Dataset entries
━━━━━━
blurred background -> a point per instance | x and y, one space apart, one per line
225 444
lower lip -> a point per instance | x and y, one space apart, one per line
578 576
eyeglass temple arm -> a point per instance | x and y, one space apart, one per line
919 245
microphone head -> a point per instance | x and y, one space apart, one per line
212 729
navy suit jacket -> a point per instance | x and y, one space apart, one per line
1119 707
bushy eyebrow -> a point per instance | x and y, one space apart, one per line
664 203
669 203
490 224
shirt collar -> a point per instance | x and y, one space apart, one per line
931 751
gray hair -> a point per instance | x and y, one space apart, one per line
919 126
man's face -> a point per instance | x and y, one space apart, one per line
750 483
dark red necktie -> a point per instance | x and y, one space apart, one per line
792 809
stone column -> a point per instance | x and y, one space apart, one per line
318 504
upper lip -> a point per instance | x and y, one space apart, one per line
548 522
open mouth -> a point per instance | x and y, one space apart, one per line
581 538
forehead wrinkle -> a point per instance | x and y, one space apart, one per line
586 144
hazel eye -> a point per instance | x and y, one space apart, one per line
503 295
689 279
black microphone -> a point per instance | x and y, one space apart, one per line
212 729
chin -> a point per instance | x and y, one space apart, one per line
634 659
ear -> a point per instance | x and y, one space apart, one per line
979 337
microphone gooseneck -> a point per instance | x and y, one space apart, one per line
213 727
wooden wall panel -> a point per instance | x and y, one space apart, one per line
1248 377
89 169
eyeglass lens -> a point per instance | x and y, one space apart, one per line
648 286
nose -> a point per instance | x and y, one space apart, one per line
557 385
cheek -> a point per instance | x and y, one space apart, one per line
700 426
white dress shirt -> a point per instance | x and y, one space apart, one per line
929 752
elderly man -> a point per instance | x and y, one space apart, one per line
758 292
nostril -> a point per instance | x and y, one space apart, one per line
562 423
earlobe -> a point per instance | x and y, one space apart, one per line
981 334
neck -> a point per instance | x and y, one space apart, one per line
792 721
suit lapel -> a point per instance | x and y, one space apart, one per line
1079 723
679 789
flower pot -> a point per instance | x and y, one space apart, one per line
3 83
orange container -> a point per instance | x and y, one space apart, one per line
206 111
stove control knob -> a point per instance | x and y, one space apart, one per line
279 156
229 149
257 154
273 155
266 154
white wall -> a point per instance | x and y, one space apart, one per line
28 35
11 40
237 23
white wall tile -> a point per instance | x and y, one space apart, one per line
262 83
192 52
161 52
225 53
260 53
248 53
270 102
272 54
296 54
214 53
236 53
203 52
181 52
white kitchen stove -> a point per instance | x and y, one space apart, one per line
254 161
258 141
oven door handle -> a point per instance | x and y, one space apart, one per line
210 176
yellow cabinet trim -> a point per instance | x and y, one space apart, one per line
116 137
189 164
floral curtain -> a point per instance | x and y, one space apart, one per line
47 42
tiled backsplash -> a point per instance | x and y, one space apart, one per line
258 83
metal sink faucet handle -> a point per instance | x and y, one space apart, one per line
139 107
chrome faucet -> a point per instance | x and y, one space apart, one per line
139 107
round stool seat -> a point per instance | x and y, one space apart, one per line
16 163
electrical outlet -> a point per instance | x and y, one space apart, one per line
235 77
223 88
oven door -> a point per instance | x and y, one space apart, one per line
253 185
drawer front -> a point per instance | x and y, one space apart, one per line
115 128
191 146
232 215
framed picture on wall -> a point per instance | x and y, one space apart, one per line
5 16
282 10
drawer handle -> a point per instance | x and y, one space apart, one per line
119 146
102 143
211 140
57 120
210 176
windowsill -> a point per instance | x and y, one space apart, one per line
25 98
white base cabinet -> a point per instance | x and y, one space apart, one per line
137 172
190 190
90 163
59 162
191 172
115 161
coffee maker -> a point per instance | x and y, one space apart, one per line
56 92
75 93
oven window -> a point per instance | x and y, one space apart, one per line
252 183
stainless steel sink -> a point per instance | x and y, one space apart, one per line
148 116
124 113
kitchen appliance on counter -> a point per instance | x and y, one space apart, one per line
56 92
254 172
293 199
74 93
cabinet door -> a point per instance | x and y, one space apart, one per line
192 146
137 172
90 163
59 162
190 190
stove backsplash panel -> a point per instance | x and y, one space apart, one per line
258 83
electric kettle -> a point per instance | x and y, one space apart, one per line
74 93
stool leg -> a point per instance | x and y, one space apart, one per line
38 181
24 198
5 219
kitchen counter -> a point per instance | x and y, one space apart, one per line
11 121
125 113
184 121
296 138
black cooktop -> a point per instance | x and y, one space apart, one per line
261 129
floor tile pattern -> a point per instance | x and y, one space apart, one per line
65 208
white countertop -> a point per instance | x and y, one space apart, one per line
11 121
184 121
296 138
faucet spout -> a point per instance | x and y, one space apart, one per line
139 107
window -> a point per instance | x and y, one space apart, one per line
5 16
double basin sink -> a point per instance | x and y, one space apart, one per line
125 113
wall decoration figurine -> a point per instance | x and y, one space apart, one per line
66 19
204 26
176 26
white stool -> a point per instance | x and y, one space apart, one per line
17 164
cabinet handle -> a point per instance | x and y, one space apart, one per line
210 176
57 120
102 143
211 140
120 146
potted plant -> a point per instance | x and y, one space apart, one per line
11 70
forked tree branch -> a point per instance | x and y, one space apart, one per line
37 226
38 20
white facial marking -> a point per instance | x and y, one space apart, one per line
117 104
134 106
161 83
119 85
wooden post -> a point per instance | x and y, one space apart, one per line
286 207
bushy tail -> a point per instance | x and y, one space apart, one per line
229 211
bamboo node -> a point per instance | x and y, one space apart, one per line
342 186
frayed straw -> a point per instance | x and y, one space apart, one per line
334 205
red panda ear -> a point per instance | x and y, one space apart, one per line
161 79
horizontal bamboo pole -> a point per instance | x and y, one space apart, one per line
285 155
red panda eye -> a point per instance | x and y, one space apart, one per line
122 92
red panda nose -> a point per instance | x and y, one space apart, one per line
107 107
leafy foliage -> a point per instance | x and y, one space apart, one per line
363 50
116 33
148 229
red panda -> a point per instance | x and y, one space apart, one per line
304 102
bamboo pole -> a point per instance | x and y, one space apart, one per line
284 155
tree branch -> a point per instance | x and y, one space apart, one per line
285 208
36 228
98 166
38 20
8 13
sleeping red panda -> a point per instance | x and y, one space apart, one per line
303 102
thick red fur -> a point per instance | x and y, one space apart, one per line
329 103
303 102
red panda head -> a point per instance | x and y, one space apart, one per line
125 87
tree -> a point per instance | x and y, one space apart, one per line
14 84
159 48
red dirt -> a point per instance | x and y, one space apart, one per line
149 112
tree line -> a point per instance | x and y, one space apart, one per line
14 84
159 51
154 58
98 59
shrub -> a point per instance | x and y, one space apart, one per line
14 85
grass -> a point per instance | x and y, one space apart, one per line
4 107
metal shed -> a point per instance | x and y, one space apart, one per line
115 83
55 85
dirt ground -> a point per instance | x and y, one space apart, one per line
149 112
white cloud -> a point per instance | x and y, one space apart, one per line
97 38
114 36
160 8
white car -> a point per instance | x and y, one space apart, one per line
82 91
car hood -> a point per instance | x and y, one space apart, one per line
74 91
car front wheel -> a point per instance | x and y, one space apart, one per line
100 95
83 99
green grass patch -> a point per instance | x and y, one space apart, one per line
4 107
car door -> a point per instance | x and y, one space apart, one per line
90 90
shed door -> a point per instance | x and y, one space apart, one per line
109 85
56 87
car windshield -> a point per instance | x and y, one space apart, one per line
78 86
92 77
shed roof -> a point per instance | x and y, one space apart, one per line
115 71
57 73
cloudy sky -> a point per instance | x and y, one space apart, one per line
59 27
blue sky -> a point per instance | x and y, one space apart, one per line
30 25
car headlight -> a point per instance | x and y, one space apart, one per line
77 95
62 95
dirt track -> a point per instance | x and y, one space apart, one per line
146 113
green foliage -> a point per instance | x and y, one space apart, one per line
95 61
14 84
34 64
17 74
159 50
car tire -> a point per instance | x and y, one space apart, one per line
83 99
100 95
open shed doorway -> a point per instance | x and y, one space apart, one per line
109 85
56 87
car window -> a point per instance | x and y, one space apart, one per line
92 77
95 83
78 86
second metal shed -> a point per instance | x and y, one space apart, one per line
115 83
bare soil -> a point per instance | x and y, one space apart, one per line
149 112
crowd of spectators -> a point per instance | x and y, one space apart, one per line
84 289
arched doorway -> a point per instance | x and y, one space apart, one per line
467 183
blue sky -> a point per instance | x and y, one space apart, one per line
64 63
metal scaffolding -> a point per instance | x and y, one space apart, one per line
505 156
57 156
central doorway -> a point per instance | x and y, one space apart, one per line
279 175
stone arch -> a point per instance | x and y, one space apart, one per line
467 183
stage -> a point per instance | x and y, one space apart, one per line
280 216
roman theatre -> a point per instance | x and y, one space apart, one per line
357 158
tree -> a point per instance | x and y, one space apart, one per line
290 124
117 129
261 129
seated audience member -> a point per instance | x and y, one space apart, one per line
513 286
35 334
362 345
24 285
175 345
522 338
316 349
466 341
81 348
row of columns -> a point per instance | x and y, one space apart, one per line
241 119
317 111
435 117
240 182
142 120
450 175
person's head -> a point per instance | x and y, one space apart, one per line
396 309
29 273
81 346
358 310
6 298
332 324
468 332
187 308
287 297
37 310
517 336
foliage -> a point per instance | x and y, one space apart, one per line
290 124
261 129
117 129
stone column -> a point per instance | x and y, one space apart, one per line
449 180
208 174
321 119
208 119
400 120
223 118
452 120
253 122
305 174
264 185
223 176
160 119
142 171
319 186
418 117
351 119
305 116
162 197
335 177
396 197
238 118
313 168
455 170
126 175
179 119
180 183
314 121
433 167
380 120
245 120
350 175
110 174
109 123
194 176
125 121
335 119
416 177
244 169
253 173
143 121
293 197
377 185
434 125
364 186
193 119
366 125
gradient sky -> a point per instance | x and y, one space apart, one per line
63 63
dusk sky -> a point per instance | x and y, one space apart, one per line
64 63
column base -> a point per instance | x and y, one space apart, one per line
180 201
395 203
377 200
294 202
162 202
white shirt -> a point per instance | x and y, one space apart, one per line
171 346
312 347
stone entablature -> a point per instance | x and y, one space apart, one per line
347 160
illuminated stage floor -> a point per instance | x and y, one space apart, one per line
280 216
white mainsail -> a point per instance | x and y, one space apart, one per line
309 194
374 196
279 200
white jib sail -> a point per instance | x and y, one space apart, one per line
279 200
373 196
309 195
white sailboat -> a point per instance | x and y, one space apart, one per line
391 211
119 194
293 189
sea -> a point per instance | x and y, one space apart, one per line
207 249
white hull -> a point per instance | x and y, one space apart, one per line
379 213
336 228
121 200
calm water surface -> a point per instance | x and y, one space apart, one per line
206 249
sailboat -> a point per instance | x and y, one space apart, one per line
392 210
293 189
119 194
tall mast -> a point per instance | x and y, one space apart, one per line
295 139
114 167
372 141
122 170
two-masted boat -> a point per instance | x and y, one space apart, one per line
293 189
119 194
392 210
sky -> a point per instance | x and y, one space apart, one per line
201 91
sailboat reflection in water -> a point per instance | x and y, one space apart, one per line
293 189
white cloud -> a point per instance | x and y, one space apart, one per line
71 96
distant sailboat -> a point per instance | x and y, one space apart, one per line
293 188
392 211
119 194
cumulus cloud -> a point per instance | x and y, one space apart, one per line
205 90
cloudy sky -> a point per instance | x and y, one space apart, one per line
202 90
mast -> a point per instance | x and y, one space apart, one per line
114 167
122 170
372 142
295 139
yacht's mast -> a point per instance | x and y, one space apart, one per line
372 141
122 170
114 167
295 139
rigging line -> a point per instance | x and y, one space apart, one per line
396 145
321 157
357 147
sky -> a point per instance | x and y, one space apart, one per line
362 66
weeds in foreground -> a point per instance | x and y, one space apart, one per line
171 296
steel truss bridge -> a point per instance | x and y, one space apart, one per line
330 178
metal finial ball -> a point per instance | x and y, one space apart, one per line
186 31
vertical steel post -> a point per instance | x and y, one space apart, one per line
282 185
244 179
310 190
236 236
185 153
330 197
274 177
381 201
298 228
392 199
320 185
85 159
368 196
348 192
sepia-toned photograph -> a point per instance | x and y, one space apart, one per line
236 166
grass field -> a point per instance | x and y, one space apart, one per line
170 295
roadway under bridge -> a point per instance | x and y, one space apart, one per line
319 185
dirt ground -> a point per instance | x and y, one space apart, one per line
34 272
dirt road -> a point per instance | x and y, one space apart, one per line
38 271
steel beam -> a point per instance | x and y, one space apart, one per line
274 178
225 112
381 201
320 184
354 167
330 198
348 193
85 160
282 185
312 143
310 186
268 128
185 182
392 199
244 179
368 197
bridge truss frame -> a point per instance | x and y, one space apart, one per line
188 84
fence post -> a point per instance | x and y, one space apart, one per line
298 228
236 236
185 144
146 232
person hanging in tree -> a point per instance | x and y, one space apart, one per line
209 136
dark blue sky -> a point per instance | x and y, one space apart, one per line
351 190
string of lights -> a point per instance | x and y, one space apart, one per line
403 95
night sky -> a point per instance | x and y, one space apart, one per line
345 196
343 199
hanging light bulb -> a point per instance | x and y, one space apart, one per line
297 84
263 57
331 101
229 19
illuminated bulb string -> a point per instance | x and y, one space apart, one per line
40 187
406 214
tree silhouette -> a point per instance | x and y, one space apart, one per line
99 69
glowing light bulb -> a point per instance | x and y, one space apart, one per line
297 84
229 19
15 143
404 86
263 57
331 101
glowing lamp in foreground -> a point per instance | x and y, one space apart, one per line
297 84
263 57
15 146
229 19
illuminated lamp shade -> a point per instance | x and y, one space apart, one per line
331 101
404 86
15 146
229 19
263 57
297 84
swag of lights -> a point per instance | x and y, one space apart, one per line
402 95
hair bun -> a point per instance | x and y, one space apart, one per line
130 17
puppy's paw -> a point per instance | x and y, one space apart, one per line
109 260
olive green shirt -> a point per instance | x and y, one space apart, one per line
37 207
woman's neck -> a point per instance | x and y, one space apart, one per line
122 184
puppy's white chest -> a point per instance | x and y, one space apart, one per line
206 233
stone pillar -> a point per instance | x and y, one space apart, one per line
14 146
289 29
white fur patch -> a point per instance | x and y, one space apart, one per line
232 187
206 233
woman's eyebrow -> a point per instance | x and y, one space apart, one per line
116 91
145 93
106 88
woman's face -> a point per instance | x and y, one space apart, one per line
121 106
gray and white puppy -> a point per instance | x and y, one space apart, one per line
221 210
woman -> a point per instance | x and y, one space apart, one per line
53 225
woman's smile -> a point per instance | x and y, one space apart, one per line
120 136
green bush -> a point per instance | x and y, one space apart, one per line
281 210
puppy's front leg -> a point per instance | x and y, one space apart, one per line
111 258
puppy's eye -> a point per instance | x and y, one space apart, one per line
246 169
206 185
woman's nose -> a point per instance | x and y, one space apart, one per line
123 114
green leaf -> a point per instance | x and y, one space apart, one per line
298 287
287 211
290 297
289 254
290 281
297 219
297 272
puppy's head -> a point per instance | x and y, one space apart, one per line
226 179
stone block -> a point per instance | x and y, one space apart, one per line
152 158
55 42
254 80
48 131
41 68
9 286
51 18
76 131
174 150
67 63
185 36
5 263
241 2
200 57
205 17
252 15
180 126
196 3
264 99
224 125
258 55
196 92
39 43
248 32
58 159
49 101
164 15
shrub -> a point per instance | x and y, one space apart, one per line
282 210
━━━━━━
Starting at the line that contains "puppy's eye ->", write out every line through the last one in the data above, exactly as it stands.

puppy's eye -> a point per instance | x and y, one space apart, one per line
246 169
206 185
woman's nose -> a point per instance | x and y, one space apart, one per line
123 114
green leaf -> a point per instance | x and y, one space apart, one per line
298 287
287 211
290 297
289 254
290 281
297 219
297 272
puppy's head -> a point per instance | x and y, one space apart, one per line
226 179
stone block -> a point per instance | x and y, one space apart, one per line
152 158
55 42
254 80
48 131
41 68
9 286
51 18
76 131
174 150
67 63
185 36
5 263
241 2
200 57
205 17
252 15
180 126
196 3
264 99
224 125
258 55
196 92
39 43
248 32
58 159
49 101
164 15
shrub -> a point per instance | x and y, one space apart, one per line
282 210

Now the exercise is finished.